» **Written exercise**
Pull out every line in the records below that contains the word "with". Case counts.

========

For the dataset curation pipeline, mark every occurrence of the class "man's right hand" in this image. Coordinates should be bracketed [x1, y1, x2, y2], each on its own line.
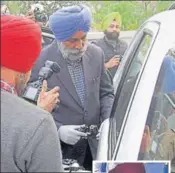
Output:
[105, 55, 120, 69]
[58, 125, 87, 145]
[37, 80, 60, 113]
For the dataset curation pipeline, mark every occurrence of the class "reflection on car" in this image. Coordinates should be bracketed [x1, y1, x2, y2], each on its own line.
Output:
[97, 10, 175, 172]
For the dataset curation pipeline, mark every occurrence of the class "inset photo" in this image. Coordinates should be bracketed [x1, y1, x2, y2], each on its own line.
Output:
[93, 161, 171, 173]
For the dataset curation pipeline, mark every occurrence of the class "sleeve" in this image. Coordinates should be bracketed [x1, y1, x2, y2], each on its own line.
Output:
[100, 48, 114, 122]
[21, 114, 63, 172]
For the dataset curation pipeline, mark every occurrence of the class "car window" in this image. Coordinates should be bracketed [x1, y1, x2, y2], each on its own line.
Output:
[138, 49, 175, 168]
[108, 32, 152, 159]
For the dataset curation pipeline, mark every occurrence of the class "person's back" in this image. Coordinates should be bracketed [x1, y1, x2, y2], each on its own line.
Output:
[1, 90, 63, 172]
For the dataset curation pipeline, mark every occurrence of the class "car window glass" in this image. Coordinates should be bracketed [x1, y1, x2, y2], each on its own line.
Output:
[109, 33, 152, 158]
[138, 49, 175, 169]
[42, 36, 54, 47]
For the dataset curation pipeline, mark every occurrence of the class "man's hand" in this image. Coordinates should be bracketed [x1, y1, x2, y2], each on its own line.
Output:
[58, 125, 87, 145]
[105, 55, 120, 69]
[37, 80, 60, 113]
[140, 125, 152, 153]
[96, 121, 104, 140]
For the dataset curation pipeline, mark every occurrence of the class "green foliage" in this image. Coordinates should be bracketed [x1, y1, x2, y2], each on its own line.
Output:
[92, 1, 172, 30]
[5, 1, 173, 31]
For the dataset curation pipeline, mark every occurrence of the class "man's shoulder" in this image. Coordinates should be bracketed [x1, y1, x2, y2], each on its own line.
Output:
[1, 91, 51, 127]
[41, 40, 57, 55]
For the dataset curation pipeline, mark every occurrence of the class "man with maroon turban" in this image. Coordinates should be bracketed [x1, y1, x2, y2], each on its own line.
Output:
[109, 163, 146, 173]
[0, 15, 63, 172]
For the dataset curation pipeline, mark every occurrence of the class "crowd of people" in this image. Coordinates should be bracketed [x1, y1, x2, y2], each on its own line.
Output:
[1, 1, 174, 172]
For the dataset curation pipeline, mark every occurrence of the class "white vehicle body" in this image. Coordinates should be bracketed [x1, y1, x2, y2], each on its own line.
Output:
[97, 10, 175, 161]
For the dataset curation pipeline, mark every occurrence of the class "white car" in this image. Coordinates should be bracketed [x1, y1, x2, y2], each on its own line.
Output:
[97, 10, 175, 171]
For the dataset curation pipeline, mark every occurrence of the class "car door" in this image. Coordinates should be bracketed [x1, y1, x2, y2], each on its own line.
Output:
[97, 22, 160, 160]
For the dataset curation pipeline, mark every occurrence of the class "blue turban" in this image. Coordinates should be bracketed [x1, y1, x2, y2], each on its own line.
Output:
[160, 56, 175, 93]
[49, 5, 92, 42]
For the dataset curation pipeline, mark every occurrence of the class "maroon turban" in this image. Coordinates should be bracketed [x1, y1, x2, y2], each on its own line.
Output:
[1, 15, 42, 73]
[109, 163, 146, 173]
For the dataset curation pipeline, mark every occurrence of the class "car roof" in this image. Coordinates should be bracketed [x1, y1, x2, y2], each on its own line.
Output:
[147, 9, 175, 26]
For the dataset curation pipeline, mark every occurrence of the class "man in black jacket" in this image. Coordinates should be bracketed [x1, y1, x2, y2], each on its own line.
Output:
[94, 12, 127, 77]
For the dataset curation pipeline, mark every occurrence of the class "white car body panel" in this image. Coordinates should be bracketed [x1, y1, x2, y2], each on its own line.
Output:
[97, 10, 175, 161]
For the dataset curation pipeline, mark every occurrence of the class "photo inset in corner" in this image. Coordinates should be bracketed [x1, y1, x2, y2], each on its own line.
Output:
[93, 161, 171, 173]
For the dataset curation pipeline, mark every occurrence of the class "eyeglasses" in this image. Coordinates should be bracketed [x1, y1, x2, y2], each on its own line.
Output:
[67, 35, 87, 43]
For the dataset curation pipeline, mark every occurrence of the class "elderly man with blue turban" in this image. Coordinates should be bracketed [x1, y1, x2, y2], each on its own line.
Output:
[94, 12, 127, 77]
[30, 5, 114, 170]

========

» **The solution**
For the dataset curation pipeline, mark every occurrence of the class "man with maroon turban" in this image. Coordinates should be bracketed [x1, y1, x2, y2], each on its own line.
For the dataset curation pipeline, mark every occurrence of the class "elderly man with blue turban" in this image. Coordinates should be bracketed [x1, y1, x2, y2], each on its own line.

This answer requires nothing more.